Required actions:
1) List every line of the records that contains the word "parking", treating uppercase and lowercase as different.
2) Continue the story about Anna, Nichole, and Charlie Wilson from its last sentence.

*** Text

Before I could answer, or intercept furry and wiggling twelve-pound Charlie, Anna stepped forward. “No, Charlie Wilson’s not nice either. I’ll hold him. Okay, Nichole?”

Nichole watched her sister, quietly sucking on her fingers. She nodded, then removed one finger, then another and another and a smile spread across the length of her cheeks.

In Anna’s arms, Charlie Wilson relaxed, but his eyes continued to squint steadily, and his nose twitched.

I glanced towards the goat-pen; Maggie and her twins were still quietly watching us from their hill. Beside them, in the dusty flatlands between hill and fence, Mr. Goose continued to protest the invasion of little fingers into his territory.

******
*** Listed entries

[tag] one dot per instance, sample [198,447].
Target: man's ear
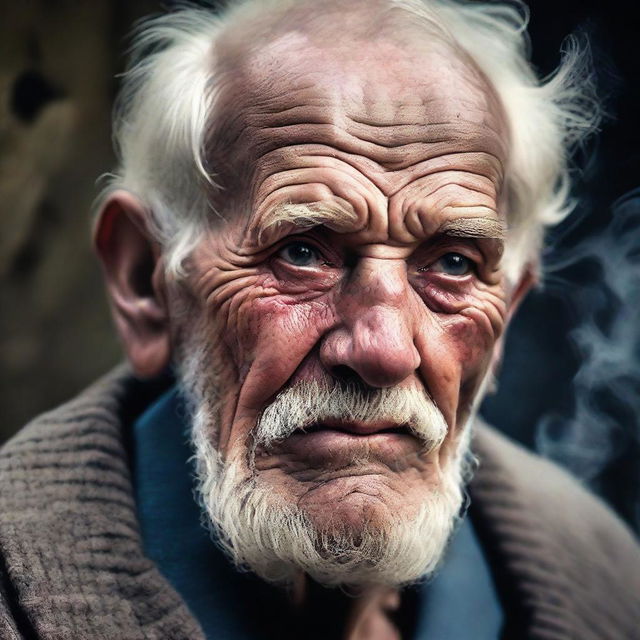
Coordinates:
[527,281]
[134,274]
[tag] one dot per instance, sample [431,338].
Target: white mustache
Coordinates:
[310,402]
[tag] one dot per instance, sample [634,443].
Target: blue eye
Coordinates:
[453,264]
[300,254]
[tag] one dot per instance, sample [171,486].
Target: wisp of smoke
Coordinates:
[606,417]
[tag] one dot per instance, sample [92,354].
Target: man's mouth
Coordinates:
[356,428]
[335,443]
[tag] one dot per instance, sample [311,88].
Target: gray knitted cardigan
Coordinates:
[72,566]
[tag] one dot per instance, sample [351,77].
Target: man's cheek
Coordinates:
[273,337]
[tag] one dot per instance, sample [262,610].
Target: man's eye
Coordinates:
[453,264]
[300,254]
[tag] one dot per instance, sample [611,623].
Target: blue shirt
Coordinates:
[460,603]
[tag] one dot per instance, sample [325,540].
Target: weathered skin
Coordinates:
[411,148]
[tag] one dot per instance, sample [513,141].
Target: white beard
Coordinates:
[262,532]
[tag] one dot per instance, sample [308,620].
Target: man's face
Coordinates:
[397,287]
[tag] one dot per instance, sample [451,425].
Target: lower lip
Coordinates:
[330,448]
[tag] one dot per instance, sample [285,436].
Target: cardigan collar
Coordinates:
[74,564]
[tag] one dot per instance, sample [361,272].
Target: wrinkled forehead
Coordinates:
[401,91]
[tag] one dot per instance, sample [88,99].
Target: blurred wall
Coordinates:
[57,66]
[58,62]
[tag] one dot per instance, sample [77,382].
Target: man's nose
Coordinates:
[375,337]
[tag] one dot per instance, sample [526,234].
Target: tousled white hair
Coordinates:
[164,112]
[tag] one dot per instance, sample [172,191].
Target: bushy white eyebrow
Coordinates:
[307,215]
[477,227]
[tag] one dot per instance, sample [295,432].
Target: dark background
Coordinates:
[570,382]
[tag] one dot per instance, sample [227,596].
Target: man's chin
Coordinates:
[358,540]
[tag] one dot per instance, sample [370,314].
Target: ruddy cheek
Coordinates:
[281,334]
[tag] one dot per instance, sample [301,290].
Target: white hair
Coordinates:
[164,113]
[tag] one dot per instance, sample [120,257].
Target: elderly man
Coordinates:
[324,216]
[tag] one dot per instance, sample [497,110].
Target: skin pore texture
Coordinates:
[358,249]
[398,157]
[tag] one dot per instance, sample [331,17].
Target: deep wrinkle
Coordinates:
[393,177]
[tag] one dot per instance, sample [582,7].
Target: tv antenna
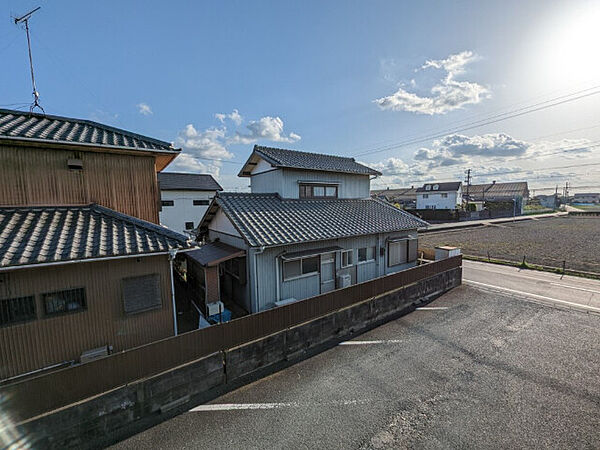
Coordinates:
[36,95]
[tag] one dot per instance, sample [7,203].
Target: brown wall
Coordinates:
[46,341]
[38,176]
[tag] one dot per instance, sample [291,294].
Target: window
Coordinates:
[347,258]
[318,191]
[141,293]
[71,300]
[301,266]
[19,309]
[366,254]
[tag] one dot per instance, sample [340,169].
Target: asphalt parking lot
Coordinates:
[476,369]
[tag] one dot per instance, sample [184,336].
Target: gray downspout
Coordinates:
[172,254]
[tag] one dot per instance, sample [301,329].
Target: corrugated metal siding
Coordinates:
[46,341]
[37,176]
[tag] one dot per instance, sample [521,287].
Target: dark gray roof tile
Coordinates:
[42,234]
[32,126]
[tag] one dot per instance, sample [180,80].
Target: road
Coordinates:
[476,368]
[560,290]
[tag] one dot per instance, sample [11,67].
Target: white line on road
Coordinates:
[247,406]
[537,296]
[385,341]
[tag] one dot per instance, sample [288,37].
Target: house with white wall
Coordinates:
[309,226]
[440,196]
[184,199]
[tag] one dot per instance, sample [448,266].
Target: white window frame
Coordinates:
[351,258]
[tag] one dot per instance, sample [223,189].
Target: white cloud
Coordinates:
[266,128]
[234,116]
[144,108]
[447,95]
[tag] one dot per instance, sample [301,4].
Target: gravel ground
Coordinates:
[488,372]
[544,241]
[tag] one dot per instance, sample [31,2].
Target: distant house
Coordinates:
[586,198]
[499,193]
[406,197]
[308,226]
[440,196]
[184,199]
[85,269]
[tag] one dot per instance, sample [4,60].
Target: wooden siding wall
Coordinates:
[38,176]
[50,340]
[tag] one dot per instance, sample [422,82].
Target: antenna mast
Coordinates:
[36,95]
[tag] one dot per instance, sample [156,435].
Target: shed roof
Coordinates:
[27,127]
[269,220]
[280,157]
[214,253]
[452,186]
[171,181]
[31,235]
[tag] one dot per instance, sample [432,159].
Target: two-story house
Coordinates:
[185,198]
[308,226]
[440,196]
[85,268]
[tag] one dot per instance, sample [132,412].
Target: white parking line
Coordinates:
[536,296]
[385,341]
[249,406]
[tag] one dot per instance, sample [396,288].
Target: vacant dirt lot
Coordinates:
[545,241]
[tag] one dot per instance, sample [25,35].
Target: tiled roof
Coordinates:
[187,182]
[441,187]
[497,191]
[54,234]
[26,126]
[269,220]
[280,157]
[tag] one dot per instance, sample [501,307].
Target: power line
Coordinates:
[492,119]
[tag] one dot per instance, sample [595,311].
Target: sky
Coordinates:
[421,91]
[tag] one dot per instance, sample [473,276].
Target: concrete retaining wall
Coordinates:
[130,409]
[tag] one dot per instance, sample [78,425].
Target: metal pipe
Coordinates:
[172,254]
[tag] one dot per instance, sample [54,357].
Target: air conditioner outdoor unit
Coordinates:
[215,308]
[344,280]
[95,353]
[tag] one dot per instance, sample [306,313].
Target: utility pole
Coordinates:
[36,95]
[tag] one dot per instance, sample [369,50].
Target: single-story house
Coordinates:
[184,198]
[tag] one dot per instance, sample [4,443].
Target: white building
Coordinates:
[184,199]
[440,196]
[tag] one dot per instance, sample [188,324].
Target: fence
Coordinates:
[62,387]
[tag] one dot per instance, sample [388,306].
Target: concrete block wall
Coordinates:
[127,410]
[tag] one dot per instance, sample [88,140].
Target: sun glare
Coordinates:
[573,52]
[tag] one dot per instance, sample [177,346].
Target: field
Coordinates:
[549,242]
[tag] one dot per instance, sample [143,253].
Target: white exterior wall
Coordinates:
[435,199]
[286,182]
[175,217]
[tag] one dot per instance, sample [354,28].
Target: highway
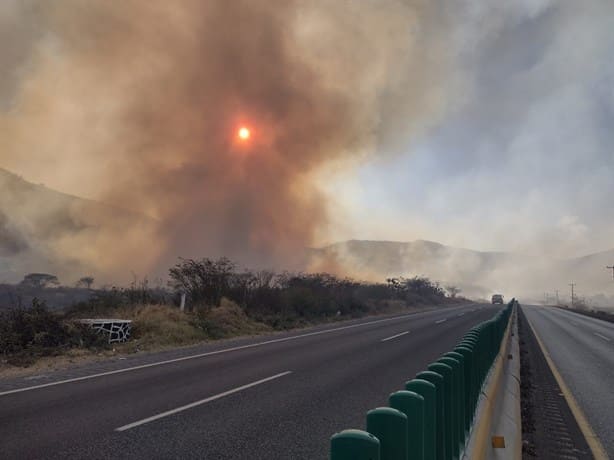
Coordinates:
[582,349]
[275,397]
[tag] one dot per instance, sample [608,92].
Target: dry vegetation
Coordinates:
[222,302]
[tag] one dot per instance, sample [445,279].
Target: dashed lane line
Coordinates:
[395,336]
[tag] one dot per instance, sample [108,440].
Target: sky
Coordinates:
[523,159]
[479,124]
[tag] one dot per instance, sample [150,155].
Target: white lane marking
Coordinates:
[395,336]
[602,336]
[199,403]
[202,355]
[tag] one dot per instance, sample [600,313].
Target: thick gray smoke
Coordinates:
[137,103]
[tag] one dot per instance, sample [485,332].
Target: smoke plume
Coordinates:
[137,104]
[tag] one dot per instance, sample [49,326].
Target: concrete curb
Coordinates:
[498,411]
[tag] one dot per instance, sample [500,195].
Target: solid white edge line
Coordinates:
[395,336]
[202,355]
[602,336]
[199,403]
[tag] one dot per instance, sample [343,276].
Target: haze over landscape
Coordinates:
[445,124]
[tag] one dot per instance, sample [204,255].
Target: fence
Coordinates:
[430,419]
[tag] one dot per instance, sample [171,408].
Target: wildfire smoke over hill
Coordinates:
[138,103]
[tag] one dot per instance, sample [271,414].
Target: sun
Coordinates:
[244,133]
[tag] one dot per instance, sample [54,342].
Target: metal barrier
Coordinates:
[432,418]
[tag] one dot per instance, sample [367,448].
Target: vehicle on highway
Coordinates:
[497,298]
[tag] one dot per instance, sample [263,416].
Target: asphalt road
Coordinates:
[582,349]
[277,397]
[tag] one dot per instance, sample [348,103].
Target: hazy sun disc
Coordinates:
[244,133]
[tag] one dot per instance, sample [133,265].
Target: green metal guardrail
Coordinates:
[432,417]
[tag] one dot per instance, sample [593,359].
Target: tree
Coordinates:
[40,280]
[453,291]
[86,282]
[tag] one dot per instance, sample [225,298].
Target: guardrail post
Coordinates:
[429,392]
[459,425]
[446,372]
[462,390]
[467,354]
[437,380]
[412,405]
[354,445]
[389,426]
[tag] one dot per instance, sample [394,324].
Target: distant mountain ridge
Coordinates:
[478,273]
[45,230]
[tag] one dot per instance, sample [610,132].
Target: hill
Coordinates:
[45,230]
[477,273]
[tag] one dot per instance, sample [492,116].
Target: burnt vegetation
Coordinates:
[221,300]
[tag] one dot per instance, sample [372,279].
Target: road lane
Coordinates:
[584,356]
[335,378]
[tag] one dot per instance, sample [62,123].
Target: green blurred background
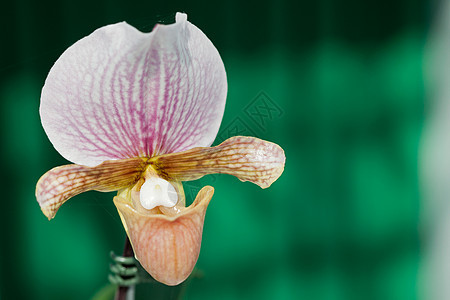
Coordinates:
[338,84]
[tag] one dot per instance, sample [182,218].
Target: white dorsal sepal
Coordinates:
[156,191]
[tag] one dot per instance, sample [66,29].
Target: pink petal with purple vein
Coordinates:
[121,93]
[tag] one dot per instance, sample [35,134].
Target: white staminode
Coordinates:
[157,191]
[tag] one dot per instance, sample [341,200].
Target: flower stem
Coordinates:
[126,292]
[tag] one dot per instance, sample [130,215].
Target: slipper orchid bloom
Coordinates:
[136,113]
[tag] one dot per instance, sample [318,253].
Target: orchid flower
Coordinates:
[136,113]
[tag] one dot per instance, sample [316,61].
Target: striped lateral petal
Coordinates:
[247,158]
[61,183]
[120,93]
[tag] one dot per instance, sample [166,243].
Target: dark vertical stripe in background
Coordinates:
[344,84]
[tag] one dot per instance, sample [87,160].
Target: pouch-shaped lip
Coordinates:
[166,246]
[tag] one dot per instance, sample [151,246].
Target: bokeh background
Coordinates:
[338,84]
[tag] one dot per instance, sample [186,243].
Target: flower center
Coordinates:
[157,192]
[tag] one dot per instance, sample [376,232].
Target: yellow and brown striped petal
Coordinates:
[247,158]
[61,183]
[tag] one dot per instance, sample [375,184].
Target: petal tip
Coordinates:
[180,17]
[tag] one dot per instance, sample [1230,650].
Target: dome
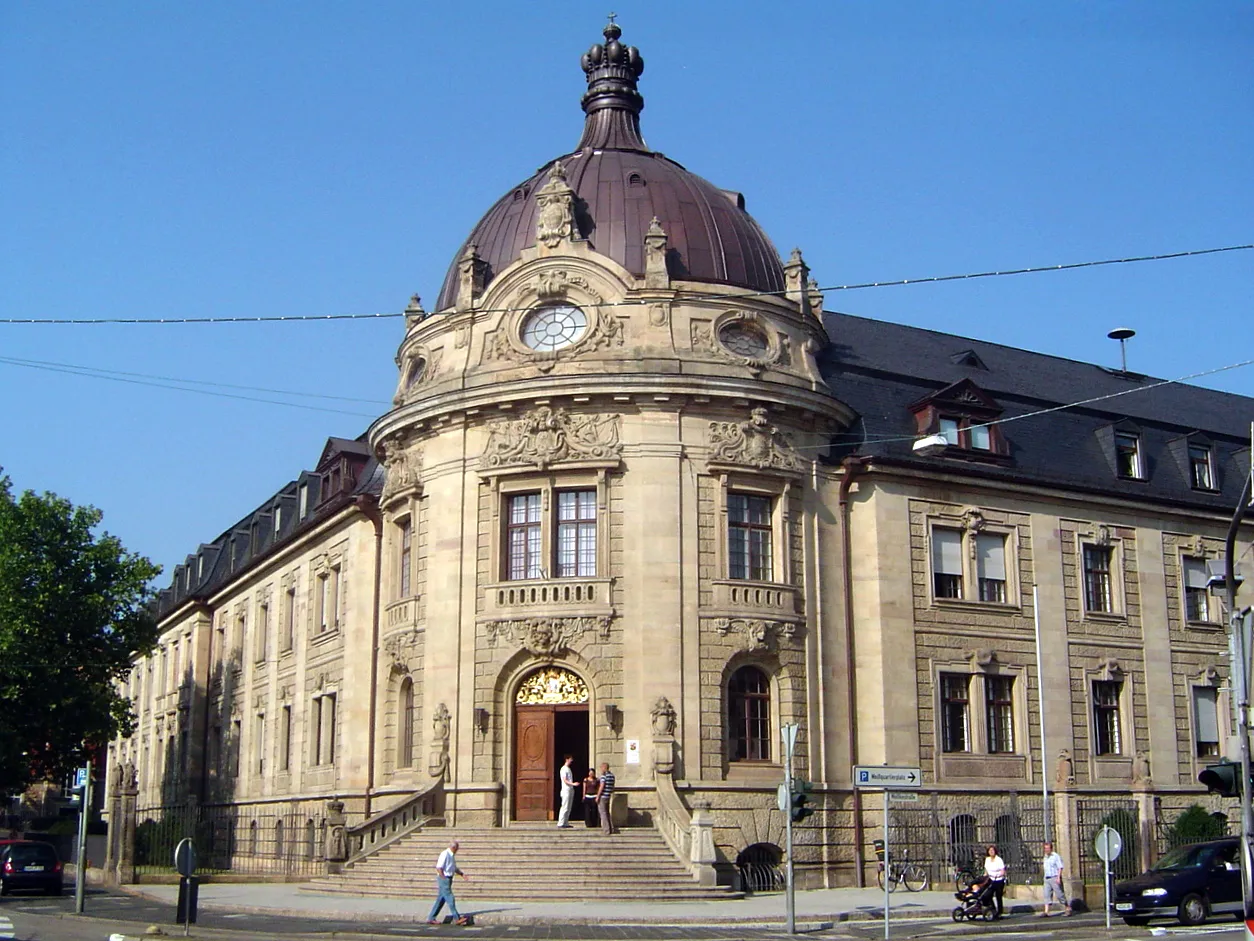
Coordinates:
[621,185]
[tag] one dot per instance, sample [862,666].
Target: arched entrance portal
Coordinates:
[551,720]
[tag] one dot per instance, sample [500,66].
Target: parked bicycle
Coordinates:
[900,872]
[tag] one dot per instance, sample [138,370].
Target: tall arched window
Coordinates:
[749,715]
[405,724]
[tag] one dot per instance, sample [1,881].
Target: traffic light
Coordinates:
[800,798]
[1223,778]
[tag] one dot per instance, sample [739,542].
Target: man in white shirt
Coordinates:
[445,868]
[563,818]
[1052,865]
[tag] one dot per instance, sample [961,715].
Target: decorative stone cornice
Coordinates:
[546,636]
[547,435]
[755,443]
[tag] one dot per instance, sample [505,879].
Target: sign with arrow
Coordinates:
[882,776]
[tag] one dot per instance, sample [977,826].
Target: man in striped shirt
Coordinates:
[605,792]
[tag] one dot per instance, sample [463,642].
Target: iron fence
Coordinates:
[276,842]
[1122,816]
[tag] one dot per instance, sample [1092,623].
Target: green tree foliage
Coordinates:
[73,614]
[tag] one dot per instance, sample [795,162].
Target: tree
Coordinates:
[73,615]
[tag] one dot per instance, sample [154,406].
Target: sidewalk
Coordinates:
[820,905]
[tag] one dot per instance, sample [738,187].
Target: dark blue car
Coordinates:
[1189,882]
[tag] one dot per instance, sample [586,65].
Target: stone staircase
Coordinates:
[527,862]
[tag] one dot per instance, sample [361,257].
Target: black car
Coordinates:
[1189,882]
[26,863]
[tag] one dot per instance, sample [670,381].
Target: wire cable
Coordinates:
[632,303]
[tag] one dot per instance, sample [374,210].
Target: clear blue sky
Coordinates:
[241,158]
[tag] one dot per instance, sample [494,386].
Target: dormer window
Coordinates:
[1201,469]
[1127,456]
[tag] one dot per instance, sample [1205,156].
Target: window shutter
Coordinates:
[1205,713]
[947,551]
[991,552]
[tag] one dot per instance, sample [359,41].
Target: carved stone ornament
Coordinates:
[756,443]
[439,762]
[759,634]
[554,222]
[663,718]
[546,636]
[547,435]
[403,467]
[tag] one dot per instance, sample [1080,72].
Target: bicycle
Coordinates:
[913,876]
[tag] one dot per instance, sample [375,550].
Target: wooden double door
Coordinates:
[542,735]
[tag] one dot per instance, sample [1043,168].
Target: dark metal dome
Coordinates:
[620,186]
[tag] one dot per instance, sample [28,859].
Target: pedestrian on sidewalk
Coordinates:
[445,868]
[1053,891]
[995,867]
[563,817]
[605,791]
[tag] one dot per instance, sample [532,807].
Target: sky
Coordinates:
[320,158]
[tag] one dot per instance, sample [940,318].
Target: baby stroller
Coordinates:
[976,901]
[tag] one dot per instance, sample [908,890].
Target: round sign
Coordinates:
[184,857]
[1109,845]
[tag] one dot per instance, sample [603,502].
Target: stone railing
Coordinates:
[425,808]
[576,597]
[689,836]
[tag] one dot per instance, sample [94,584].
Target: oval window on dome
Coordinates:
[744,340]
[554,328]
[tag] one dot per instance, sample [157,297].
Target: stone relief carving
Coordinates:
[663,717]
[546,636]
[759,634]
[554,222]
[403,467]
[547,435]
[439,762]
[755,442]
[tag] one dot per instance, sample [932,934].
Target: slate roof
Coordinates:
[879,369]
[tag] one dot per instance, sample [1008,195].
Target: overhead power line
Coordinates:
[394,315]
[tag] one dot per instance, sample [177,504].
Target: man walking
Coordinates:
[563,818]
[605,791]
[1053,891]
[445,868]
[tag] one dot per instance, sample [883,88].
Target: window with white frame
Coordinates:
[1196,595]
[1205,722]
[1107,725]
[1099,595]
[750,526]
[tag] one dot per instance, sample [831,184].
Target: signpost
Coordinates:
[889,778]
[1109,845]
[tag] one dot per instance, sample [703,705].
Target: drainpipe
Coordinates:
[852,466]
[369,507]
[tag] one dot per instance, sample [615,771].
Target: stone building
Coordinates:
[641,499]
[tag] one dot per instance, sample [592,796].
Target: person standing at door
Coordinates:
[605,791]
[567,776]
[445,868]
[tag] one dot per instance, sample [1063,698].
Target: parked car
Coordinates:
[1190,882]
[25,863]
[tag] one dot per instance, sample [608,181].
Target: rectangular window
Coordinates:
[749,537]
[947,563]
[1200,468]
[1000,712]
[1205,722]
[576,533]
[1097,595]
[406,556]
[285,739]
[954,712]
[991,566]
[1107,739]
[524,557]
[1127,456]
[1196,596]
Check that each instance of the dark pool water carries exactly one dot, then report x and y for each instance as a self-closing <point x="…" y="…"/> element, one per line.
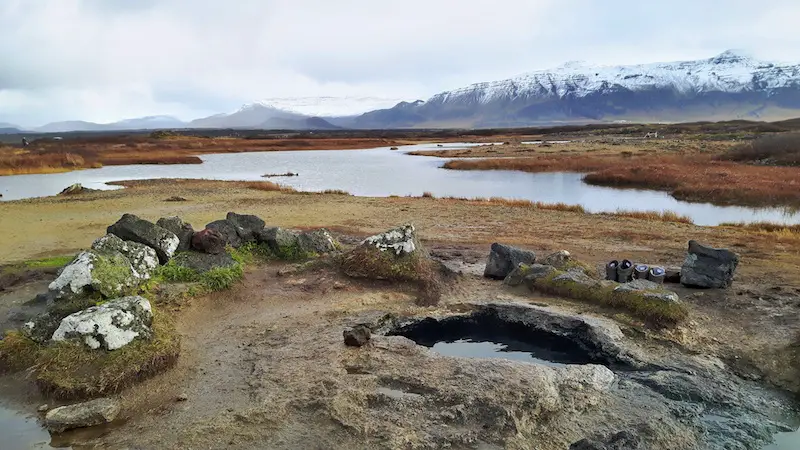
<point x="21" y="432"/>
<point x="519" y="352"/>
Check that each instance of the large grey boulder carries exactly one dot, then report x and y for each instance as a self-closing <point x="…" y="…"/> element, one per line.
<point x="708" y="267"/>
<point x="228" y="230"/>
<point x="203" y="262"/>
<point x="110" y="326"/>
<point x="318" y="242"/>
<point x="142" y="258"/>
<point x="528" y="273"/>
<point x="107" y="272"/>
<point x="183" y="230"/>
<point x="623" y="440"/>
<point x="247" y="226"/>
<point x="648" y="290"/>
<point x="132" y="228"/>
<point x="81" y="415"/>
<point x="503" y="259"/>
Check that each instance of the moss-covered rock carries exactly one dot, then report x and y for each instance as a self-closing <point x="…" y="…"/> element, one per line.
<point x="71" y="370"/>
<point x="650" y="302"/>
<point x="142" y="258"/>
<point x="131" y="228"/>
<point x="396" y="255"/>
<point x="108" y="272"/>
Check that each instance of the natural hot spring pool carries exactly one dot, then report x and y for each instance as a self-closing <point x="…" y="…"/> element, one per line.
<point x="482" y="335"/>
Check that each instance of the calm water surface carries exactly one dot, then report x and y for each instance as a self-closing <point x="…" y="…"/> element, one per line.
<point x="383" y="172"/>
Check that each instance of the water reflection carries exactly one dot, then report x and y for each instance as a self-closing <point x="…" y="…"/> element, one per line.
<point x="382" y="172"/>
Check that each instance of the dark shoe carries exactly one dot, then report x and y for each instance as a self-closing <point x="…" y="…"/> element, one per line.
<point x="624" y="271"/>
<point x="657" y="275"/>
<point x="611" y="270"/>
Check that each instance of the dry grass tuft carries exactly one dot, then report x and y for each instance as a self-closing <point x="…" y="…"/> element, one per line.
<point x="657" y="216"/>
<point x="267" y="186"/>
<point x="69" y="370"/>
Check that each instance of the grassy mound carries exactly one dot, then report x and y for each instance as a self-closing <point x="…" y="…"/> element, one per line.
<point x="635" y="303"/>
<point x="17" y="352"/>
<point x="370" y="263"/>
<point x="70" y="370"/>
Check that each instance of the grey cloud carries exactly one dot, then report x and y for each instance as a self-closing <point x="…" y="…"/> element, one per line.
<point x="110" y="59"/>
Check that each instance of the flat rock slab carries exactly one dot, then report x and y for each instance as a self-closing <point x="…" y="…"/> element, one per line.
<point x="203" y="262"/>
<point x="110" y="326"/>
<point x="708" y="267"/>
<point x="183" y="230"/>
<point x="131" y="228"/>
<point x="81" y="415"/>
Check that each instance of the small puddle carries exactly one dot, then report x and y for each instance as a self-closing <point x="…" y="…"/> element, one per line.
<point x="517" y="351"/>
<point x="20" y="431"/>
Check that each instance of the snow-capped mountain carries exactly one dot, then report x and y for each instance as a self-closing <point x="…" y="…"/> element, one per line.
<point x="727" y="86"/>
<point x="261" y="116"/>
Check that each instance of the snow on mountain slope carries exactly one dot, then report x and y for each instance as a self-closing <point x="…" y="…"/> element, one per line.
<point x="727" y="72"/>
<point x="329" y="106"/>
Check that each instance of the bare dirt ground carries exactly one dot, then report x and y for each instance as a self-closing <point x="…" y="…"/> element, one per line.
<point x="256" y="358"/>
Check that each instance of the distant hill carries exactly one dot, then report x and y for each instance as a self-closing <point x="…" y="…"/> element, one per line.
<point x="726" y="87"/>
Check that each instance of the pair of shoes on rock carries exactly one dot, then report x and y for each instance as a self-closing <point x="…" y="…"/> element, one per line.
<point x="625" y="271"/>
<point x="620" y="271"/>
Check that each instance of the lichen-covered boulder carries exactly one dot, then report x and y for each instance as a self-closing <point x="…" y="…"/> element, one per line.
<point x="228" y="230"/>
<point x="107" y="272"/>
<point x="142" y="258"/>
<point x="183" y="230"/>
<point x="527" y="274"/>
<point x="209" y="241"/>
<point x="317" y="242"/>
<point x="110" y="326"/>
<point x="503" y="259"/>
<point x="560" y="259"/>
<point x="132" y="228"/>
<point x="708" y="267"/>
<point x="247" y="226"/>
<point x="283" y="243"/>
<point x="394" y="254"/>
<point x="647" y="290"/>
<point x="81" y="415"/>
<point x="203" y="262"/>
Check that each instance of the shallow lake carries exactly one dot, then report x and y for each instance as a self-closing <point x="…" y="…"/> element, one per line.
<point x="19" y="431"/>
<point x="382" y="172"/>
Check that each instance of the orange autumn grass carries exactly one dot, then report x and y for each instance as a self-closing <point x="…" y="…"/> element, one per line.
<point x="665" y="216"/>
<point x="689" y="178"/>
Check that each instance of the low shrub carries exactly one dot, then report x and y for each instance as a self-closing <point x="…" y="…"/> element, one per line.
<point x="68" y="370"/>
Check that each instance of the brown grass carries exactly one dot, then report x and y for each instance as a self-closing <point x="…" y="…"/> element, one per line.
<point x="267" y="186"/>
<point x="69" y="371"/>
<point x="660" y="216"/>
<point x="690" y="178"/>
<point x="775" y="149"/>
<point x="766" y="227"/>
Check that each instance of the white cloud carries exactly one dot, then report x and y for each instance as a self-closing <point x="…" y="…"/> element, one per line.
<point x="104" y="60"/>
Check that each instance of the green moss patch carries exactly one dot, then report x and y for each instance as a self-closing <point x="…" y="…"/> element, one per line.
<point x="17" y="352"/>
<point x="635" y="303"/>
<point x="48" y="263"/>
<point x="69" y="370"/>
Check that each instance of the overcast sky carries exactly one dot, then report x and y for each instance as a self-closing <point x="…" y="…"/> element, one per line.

******

Expected responses:
1)
Target: asphalt parking lot
Target: white parking line

2)
I turned towards the girls, lost in thought and now burdened with a problem bigger than Maggie the escaping goat. I reflected on my options: give Mr. Goose to my friend and her family (who might eat him) or return him back to the farm where we bought him. I contemplated all this as the girls scampered back to the house. Nichole followed close behind her big sisters, her fingers forgotten and her diaper sagging even lower as she marched — three hurried little steps to one of theirs. Charlie Wilson’s furry black and white back legs hung by Anna’s side and bounced in time with the girls’ rhythm.

I watched until the back door slammed shut.

We kept Mr. Goose for three more weeks. And for three more weeks I heard the cry from the kitchen and ran across the yard to find my toddler holding her hand and Mr. Goose flapping his wings on the other side of the wire. After the seventh day of that last week in June, it was too much. I just couldn’t take it anymore.

So, Mickey scooped up Mr. Goose and sat him down in the passenger seat of his Mazda Miata and drove him back to the farmer down the road that we knew simply as “The Duck Man.” Back from whence he came.

Since Mr. Goose never returned, Lucy Goose befriended Maggie. Together they stood on the top of the goat hill and watched the children and the goat-kids play. And in the end, the goat named Snowball was never butchered.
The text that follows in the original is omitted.